## Written problem
Copy out the entries from the very first line through the line containing "# paths use fill-rule evenodd", including both of those lines.

## Object outline annotations
──────────────────────────────

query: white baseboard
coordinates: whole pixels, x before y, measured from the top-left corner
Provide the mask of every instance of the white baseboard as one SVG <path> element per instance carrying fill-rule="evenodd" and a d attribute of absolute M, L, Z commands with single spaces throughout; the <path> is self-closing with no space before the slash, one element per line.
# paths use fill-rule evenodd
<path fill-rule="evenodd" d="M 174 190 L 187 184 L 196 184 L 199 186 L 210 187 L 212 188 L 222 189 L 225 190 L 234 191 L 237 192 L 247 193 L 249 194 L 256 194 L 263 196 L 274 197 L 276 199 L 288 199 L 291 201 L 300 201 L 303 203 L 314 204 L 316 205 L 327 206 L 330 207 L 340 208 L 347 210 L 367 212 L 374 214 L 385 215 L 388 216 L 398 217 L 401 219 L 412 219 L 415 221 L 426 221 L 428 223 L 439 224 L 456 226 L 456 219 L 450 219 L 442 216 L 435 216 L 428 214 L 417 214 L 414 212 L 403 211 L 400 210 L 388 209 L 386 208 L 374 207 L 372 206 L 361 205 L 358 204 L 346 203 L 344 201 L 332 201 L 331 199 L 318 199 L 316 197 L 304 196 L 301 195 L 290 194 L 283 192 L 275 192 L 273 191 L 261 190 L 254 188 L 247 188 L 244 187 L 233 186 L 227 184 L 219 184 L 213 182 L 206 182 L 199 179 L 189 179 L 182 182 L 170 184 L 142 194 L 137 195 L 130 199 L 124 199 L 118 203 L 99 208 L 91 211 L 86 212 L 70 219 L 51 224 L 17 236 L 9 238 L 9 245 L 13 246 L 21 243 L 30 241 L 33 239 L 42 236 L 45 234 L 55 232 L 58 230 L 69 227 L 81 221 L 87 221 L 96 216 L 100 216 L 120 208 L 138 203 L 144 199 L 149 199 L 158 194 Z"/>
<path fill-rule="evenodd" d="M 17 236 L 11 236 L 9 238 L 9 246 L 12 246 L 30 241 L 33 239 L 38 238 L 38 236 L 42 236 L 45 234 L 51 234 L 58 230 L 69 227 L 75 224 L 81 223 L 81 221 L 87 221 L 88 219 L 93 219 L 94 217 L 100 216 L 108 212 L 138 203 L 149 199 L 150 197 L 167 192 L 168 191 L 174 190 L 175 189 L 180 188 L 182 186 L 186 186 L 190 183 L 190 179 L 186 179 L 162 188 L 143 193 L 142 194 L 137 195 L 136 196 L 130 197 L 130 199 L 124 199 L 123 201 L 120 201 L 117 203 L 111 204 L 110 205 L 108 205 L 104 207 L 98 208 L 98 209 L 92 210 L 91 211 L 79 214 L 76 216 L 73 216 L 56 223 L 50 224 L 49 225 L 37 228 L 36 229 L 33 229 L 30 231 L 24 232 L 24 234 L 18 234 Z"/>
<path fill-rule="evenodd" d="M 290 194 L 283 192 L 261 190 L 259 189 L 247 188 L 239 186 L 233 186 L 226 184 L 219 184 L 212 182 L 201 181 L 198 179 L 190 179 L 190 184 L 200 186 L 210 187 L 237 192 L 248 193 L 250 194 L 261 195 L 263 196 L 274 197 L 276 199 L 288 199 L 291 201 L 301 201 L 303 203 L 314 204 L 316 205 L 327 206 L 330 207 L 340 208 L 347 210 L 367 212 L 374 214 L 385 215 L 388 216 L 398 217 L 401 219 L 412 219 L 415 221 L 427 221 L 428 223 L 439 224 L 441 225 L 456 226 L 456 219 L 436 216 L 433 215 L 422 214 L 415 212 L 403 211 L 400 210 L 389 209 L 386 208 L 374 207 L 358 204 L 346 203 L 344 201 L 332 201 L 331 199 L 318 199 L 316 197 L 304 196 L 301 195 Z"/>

──────────────────────────────

## Answer to this task
query: white baseboard
coordinates: whole pixels, x before y, measured from the top-left corner
Provide the mask of every instance of the white baseboard as one SVG <path> element per instance carrying fill-rule="evenodd" and a d attribute of absolute M, L, Z commands with single spaces throughout; the <path> is self-closing with no space before the slash, one element per line.
# paths use fill-rule evenodd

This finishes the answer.